::: RECORDS TO PROCESS

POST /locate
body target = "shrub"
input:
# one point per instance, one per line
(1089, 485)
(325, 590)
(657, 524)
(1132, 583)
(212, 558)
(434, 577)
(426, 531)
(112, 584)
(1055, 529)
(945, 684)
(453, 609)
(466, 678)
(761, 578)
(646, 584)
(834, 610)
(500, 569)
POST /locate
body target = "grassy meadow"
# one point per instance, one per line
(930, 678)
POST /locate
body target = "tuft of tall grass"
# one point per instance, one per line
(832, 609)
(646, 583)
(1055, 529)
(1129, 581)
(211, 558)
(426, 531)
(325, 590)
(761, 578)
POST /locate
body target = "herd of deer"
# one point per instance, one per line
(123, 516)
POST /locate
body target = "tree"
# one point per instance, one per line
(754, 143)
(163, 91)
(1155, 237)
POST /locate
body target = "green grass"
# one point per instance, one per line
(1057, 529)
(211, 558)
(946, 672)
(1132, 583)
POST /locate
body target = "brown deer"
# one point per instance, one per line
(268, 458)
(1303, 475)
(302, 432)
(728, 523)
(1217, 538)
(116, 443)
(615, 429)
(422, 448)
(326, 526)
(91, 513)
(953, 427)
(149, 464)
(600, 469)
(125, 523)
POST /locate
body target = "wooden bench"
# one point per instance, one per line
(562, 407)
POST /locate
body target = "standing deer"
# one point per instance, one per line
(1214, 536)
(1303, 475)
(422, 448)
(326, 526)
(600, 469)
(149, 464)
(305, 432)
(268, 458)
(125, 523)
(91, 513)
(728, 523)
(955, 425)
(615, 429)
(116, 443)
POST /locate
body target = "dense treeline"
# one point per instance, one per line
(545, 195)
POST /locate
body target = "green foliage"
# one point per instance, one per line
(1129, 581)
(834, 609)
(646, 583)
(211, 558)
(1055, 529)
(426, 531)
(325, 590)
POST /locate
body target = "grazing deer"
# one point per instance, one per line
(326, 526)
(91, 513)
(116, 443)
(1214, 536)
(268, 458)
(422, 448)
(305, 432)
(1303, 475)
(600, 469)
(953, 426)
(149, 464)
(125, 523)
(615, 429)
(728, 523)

::::::

■ TASK STATEMENT: Reproduce every row from the first line of the rows through the line containing "(1155, 237)", both included, requests and all, and omit all other lines. Scale each point coordinate in the answers by 2.45 and round it to the nearest whole number, with halves rounded up, leaving the numbers in the requests unchanged.

■ ANSWER TO THE PROBLEM:
POST /locate
body target = "shrub"
input:
# one point per instance, one per line
(2668, 1188)
(796, 1446)
(1610, 1284)
(2773, 1428)
(519, 1367)
(1063, 1414)
(1044, 1301)
(274, 1431)
(2585, 1296)
(2315, 1676)
(1110, 1492)
(1142, 1661)
(1864, 1416)
(1583, 1431)
(2043, 1495)
(1225, 1394)
POST /locate
body target = "grassy meadow"
# one point per instance, one per line
(2279, 1661)
POST /locate
body target = "tuft of tall grass"
# one point per instance, one per line
(2038, 1492)
(1583, 1428)
(2585, 1296)
(2766, 1423)
(517, 1367)
(1044, 1301)
(796, 1446)
(1864, 1416)
POST /locate
body target = "herd of deer"
# one point per instance, one per line
(301, 1264)
POST /locate
body target = "tree"
# one point per instance, one per line
(1847, 350)
(399, 223)
(2830, 581)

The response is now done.